(WHAT TO DO): In the entries that follow, find every line containing "metal" and copy it.

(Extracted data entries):
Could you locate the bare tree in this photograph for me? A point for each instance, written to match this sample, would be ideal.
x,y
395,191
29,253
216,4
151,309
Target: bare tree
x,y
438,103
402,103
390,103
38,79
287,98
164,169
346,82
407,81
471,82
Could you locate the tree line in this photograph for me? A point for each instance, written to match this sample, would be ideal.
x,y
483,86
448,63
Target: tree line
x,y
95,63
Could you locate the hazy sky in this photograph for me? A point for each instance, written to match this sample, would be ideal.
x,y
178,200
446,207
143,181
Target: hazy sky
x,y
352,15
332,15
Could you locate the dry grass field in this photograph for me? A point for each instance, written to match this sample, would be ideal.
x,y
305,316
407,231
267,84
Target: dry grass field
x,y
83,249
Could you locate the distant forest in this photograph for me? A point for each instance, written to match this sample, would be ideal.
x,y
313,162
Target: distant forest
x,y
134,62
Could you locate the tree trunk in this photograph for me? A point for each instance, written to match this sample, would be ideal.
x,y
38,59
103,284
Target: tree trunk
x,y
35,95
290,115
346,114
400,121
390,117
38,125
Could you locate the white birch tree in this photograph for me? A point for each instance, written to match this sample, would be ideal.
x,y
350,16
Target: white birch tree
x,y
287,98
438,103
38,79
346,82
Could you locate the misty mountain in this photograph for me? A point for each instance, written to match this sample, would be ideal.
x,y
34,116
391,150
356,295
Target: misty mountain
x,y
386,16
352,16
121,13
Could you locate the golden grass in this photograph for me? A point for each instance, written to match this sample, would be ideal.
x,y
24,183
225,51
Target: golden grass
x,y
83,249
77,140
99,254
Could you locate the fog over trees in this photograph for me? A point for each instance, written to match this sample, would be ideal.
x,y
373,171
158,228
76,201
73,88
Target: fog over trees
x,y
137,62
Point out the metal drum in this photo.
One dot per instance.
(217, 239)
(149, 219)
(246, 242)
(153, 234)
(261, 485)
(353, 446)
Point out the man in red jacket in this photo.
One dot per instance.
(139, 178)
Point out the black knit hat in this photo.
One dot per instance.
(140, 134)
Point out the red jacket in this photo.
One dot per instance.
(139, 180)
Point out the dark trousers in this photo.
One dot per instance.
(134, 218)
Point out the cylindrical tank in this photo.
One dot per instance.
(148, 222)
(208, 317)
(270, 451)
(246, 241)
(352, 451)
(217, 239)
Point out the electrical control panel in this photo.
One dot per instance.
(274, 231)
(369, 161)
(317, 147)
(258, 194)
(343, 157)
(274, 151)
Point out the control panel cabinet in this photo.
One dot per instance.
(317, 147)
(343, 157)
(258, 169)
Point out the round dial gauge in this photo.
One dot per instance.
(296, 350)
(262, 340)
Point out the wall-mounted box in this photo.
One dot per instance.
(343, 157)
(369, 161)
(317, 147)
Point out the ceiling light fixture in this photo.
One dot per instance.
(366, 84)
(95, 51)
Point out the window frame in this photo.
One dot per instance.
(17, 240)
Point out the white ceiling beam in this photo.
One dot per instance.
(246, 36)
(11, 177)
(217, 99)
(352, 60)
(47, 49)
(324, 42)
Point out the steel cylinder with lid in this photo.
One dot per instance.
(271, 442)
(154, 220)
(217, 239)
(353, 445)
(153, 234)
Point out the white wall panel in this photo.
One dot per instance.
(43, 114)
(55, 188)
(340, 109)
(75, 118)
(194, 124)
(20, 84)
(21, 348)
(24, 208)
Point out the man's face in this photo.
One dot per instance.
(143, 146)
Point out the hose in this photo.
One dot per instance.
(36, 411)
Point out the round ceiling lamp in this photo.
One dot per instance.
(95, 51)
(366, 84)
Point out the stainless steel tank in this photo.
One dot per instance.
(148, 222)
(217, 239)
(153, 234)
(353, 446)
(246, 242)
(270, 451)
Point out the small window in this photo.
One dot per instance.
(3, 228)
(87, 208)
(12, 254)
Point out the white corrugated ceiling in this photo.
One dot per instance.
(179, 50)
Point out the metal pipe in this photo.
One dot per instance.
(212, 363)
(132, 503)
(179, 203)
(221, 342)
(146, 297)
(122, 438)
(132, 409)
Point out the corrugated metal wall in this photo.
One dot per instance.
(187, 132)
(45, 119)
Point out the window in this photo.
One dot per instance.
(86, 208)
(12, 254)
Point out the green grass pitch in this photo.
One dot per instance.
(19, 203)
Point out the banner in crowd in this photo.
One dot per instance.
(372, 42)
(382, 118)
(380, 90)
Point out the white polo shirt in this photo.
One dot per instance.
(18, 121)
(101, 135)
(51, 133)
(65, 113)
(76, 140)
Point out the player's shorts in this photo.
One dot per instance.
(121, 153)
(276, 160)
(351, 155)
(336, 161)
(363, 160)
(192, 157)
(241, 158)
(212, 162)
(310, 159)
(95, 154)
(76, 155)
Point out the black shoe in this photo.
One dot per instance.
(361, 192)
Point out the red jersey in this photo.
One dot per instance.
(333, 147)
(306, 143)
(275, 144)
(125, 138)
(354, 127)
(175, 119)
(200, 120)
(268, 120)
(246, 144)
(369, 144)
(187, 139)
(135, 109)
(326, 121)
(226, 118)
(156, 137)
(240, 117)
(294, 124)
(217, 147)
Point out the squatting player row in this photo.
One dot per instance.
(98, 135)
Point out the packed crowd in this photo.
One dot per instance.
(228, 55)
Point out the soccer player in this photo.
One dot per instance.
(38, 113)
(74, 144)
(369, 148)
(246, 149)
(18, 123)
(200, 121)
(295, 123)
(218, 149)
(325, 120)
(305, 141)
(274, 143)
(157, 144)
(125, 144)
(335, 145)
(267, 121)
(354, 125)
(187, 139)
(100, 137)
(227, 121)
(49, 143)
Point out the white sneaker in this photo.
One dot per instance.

(SOLVED EXERCISE):
Point out the metal drum in this photo.
Point out the metal pipe in this photo.
Point out the corrugated metal wall in this photo.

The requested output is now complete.